▶ The request
Write out the passage on Maki's early design influences word for word, starting with "Maki’s memoirs often" and going on through "and Western ideologies.".

Maki’s memoirs often speak about the influences from his involvement in Team 10 and Metabolism, both of which inspired him to search for innovative design principles in the 1950s. The Metabolists in Japan put faith in technology and proposed gigantic utopian architectural structures. Team 10 members invited Maki to attend their Bagnols-sur-Ceze conference in southern France in 1960. They expressed concerns about how to effectively house large numbers of population, yet rejected Metabolists’ ideas of megastructures due to considerations of humanity and regionalism. The exposure to reflective, forward-looking debates at the encounter of the Metabolists and Team 10 members greatly shaped Maki’s design thinking at the intersections of technology and humanity, of architecture and the city, of reflections on history and visions of the future, and of Eastern and Western ideologies.

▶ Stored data
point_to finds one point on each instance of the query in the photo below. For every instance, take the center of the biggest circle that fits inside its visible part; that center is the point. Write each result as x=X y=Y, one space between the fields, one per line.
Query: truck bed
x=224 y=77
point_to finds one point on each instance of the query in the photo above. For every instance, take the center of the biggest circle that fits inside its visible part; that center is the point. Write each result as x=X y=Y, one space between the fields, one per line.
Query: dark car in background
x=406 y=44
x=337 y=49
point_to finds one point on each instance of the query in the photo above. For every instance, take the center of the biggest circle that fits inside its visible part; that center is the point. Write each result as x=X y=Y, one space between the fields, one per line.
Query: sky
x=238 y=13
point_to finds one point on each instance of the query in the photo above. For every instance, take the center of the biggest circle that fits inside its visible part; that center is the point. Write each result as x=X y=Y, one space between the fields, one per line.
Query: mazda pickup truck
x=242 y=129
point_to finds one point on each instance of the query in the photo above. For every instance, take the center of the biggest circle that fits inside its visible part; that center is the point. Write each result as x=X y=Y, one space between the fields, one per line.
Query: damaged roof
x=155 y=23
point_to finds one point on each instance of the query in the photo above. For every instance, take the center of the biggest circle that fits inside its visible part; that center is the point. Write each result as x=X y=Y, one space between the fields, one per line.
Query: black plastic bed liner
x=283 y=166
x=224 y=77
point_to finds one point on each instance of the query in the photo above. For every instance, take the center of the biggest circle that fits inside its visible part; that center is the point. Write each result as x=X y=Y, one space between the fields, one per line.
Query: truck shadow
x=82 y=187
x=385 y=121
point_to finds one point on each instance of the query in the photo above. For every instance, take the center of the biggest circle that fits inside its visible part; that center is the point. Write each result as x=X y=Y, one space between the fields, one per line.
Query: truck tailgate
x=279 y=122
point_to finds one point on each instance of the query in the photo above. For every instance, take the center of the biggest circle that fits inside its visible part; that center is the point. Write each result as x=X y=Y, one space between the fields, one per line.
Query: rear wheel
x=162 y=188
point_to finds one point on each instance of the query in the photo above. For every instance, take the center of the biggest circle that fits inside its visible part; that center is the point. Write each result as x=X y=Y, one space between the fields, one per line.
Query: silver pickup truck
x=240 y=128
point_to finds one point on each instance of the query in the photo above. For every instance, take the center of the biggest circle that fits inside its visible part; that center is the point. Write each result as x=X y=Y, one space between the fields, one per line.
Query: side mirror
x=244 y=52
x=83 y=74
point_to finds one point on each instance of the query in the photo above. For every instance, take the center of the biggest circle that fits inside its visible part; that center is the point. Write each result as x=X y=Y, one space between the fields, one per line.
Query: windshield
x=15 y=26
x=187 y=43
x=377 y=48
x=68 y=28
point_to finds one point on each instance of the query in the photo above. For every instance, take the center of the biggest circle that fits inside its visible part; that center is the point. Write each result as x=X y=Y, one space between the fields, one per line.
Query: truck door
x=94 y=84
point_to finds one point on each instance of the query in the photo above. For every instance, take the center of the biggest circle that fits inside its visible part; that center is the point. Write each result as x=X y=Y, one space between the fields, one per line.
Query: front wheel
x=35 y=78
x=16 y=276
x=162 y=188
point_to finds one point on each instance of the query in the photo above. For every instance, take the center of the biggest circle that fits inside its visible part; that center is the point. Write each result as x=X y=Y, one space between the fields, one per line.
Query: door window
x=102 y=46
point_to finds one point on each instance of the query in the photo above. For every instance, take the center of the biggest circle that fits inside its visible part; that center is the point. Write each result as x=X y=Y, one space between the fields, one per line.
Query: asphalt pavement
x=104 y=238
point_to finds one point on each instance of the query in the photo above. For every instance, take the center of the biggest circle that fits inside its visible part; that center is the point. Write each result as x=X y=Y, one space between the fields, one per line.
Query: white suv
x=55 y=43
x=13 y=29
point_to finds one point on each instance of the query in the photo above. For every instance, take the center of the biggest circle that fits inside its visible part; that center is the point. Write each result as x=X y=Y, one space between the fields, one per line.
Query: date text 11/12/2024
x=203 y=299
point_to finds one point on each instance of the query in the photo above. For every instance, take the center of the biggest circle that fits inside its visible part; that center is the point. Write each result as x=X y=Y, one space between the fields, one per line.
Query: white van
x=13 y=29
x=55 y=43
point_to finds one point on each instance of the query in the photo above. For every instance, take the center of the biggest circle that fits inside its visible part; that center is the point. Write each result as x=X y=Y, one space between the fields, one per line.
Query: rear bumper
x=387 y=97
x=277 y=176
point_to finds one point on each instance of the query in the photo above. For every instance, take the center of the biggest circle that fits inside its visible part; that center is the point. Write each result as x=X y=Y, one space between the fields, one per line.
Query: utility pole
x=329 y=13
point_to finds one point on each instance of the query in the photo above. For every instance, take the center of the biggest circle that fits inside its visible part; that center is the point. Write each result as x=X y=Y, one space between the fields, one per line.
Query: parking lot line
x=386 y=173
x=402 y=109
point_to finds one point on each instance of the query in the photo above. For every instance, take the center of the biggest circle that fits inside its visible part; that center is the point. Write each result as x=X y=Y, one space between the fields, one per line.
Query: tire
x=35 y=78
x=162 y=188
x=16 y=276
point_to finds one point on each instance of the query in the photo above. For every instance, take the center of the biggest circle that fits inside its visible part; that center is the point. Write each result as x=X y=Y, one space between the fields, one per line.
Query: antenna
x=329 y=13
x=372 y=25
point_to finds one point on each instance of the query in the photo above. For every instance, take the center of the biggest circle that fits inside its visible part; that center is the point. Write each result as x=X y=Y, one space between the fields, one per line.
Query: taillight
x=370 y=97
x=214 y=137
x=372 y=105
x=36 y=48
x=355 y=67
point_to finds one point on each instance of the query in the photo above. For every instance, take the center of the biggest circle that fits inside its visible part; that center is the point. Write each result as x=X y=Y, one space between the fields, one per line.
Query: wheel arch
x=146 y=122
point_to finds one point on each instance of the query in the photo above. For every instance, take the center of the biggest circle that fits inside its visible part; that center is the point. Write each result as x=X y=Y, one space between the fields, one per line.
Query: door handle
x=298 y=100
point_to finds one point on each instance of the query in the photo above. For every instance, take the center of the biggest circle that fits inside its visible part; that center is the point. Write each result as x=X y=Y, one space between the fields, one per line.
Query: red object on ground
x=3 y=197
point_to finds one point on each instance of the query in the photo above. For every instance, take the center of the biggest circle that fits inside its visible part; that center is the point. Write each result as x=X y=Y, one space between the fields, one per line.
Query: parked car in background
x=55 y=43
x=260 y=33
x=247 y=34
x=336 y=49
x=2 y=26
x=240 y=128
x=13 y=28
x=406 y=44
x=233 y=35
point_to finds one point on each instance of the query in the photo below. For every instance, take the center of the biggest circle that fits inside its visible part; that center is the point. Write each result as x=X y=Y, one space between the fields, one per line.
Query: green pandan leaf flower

▶ Output of the task
Maki’s memoirs often speak about the influences from his involvement in Team 10 and Metabolism, both of which inspired him to search for innovative design principles in the 1950s. The Metabolists in Japan put faith in technology and proposed gigantic utopian architectural structures. Team 10 members invited Maki to attend their Bagnols-sur-Ceze conference in southern France in 1960. They expressed concerns about how to effectively house large numbers of population, yet rejected Metabolists’ ideas of megastructures due to considerations of humanity and regionalism. The exposure to reflective, forward-looking debates at the encounter of the Metabolists and Team 10 members greatly shaped Maki’s design thinking at the intersections of technology and humanity, of architecture and the city, of reflections on history and visions of the future, and of Eastern and Western ideologies.